Print every one of the records below, reproducing each line without any change.

Start of Information supplied

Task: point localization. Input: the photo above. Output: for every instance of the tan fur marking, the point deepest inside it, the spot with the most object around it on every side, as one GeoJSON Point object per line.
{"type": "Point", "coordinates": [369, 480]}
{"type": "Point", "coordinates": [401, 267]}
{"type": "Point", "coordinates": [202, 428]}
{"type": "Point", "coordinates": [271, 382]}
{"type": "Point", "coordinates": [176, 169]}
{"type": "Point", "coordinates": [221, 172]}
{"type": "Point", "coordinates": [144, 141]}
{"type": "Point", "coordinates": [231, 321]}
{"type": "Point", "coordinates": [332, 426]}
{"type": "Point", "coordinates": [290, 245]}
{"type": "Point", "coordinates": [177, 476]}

End of Information supplied

# Solution to this exercise:
Task: point localization. Input: the photo above. Output: for every instance of the tan fur marking, the point deepest inside it, the spot with the most object around it on every side, as one GeoJSON Point object per line.
{"type": "Point", "coordinates": [369, 480]}
{"type": "Point", "coordinates": [401, 267]}
{"type": "Point", "coordinates": [202, 428]}
{"type": "Point", "coordinates": [271, 382]}
{"type": "Point", "coordinates": [176, 169]}
{"type": "Point", "coordinates": [221, 172]}
{"type": "Point", "coordinates": [144, 141]}
{"type": "Point", "coordinates": [231, 321]}
{"type": "Point", "coordinates": [332, 426]}
{"type": "Point", "coordinates": [290, 245]}
{"type": "Point", "coordinates": [177, 476]}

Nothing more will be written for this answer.